-------- RECORDS PROVIDED --------

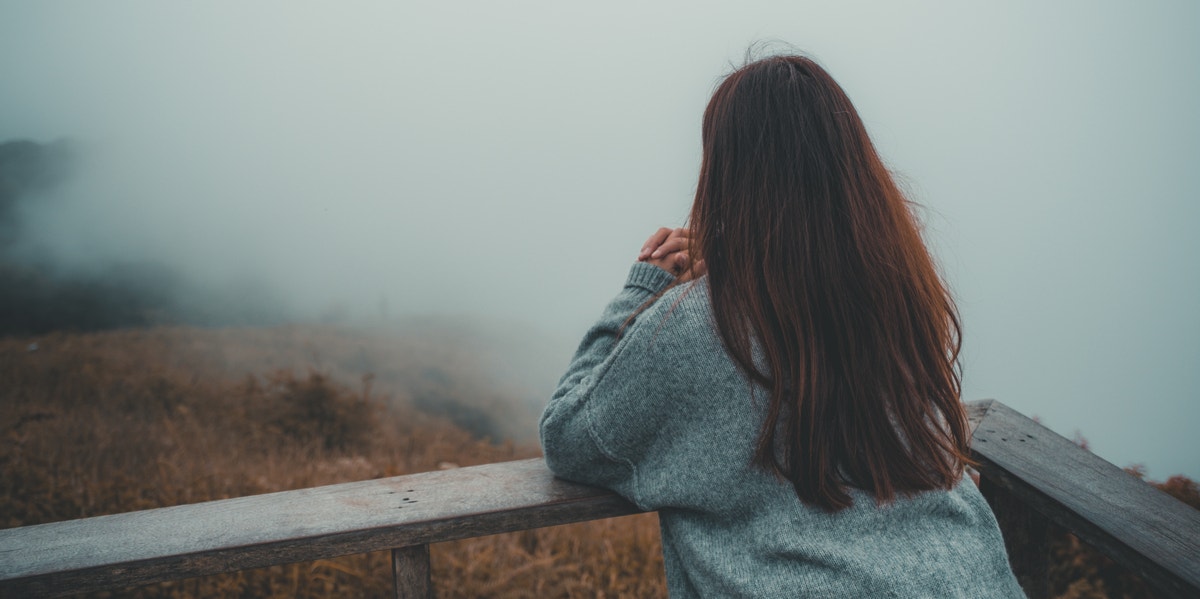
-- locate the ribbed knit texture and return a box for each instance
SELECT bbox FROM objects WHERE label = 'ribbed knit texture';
[540,262,1026,598]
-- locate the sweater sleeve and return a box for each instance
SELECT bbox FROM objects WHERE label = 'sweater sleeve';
[539,261,676,509]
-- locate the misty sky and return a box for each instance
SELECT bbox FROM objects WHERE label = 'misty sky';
[1,1,1197,479]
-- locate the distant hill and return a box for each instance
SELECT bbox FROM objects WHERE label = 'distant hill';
[0,138,286,336]
[0,138,74,246]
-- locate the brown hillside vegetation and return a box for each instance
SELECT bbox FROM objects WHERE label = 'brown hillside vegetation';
[1,325,1195,597]
[0,326,666,597]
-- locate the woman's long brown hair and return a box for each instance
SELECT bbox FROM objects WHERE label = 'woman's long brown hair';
[689,55,971,511]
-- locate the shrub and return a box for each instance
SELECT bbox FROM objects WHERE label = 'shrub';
[266,370,379,452]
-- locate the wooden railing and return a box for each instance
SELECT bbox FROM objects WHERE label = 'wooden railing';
[1,400,1197,598]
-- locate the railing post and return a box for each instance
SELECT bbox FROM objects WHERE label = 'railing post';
[980,477,1050,599]
[391,544,432,599]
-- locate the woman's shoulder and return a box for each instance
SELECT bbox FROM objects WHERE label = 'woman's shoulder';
[629,277,716,345]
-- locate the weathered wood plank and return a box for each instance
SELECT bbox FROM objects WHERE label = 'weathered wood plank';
[392,545,431,599]
[965,398,992,434]
[0,458,641,597]
[968,400,1200,598]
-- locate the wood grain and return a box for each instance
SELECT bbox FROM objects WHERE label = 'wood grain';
[0,458,641,597]
[392,545,431,599]
[968,400,1200,598]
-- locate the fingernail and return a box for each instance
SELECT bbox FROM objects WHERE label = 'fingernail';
[651,250,662,258]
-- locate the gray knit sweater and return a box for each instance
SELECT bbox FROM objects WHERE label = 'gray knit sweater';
[540,262,1025,598]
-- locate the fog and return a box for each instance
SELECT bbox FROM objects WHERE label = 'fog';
[1,1,1197,479]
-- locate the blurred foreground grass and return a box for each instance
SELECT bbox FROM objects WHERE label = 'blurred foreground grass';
[0,325,666,598]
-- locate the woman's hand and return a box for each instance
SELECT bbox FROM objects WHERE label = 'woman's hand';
[637,227,706,281]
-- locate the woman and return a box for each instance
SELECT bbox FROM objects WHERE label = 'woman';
[540,55,1023,597]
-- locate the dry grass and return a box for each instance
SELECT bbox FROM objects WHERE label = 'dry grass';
[0,325,666,598]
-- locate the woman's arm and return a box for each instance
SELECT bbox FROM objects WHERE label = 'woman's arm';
[539,260,675,505]
[540,227,705,505]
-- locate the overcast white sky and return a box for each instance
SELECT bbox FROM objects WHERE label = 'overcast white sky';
[1,1,1197,479]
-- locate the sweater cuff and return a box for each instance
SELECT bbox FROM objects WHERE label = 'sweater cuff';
[625,261,676,294]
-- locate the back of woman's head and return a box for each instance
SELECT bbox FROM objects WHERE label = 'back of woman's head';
[690,55,971,511]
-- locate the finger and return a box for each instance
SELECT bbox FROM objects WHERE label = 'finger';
[642,227,688,258]
[644,250,683,275]
[649,251,689,275]
[680,259,707,282]
[651,236,690,258]
[639,227,673,260]
[673,252,689,273]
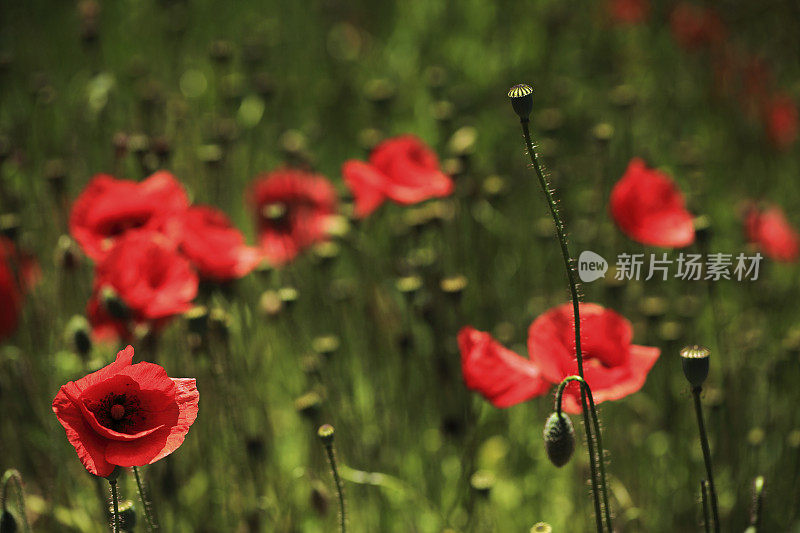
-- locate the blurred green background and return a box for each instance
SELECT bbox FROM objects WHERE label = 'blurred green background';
[2,0,800,531]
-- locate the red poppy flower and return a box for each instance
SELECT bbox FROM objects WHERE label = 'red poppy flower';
[52,345,199,477]
[458,327,550,408]
[246,168,338,266]
[70,171,189,261]
[528,303,660,414]
[610,158,695,247]
[670,3,726,51]
[88,231,197,338]
[0,237,39,342]
[342,135,454,217]
[607,0,649,25]
[161,206,262,281]
[763,94,798,150]
[744,203,799,262]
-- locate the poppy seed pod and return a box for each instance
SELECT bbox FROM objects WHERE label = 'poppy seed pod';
[508,84,534,121]
[680,345,710,388]
[317,424,335,445]
[543,411,575,467]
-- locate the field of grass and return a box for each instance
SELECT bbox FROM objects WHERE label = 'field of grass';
[2,0,800,531]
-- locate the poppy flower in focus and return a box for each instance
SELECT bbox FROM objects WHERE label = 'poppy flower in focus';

--------

Pictures do not belong in the copy. Repeat only the lines from the top of the records through the line containing "-- locate the sweater sleeve".

-- locate the ribbed knit texture and return a box for each instance
SELECT bbox FROM objects WHERE label = 'ribbed knit texture';
[540,262,1026,598]
-- locate the sweater sleeve and return a box for each instance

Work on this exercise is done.